Acknowledgement is due to Laurie Taylor and Times Higher Education for permission to quote the passage on p. 102.
My fellow trustees of the Isaiah Berlin Literary Trust have asked me to state that I wrote this book in my personal capacity, not as a trustee, and that all the views I express are therefore offered as mine alone.
Henry Hardy
Heswall, July 2018†
Notes
* For Esther’s own encounters with Berlin, see her late husband Michael Johnson’s essay ‘Meeting Isaiah Berlin’, available at http://bit.ly/2zE4kAd
† My posthumous letter to Berlin was added as an appendix in the paperback edition (2020).
Abbreviations
All books are by Berlin unless otherwise indicated. Second and later editions are distinguished by adding the relevant Arabic numeral to the abbreviation for the title, so that RT2 is the second edition of RT. Page references are given by plain number, followed after an oblique stroke by the note number if relevant (so 10 = p. 10 of this book; AC2 138/1 = Against the Current, 2nd ed., p. 138, note 1). Full details of the items listed are available in the IBVL (see below).
A biographical glossary of some of the persons mentioned in the book follows the text.
Introduction
The Genius and the Pedant
There is something to be said occasionally for bringing a young man forward.
H. A. L. Fisher to Tresham Lever, 22 February 1932¹
I
This book tells the story of a serendipitous relationship between a thinker, writer and talker of genius and an editor with a strong liability to obsessive pedantry. Serendipitous, because neither participant planned that the encounter between them should occur, let alone have the outcome that it did.
The genius did not plan at all. ‘What is the plan for today?’ his mother used to ask him when she brought him breakfast in bed in their large house at 33 Upper Addison Gardens in Kensington. ‘That used to madden me,’ he told his biographer. ‘I have no plan. I don’t intend to have a plan.
At the age of thirteen I said that. Plan?
’²
The pedant planned too much, worrying about what to do with his life, and ended up spending most of it on a project that he could never even have conceived of if his path had not chanced to cross with that of the genius. He has never regretted the consequences of this happenstance.
::::
Short task 1 —
Reproduce the part of the book excerpt between "H. A. L. Fisher" and "said that. Plan?", inclusive.
Short task 2 —
Using the book excerpt, answer these questions:
(a) In what edition was the posthumous letter to Berlin added as an appendix?
(b) What does the abbreviation RT2 stand for?
(c) At what address did the genius's mother bring him breakfast in bed?

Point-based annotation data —
::::
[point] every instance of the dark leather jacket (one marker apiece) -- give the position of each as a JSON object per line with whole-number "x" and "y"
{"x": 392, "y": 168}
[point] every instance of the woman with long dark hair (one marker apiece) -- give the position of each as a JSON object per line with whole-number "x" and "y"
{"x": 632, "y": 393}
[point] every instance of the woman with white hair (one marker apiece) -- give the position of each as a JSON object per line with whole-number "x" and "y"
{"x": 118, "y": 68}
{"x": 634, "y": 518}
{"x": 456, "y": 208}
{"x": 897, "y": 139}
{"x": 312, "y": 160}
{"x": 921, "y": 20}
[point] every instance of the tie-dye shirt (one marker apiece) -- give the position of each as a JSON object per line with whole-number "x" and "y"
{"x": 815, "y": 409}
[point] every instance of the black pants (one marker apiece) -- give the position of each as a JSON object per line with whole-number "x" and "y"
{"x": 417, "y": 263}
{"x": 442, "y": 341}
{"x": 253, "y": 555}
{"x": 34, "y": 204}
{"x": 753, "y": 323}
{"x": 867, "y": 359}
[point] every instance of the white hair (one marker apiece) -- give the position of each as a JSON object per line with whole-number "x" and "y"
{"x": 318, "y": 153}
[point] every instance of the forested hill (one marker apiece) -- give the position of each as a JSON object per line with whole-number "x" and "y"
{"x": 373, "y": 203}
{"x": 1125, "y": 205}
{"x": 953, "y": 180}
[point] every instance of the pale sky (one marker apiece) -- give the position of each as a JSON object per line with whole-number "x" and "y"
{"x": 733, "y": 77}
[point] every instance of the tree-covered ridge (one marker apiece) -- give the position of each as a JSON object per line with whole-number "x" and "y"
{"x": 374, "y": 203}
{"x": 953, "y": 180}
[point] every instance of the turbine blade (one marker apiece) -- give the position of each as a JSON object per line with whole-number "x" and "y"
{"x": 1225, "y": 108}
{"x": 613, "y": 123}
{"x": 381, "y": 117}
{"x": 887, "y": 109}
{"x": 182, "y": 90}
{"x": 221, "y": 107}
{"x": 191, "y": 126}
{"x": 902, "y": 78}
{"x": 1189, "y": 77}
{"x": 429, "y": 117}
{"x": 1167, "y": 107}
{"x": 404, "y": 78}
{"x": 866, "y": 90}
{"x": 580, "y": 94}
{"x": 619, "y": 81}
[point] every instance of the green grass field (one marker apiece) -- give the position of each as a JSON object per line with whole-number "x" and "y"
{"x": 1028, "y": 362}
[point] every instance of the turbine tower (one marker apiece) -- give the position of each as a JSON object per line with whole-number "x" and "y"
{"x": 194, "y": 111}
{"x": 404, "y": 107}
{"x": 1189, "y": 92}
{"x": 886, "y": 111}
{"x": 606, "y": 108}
::::
Correct output 1 —
H. A. L. Fisher to Tresham Lever, 22 February 1932¹
I
This book tells the story of a serendipitous relationship between a thinker, writer and talker of genius and an editor with a strong liability to obsessive pedantry. Serendipitous, because neither participant planned that the encounter between them should occur, let alone have the outcome that it did.
The genius did not plan at all. ‘What is the plan for today?’ his mother used to ask him when she brought him breakfast in bed in their large house at 33 Upper Addison Gardens in Kensington. ‘That used to madden me,’ he told his biographer. ‘I have no plan. I don’t intend to have a plan.
At the age of thirteen I said that. Plan?

Correct output 2 —
(a) The paperback edition (2020).
(b) The second edition of RT.
(c) 33 Upper Addison Gardens in Kensington.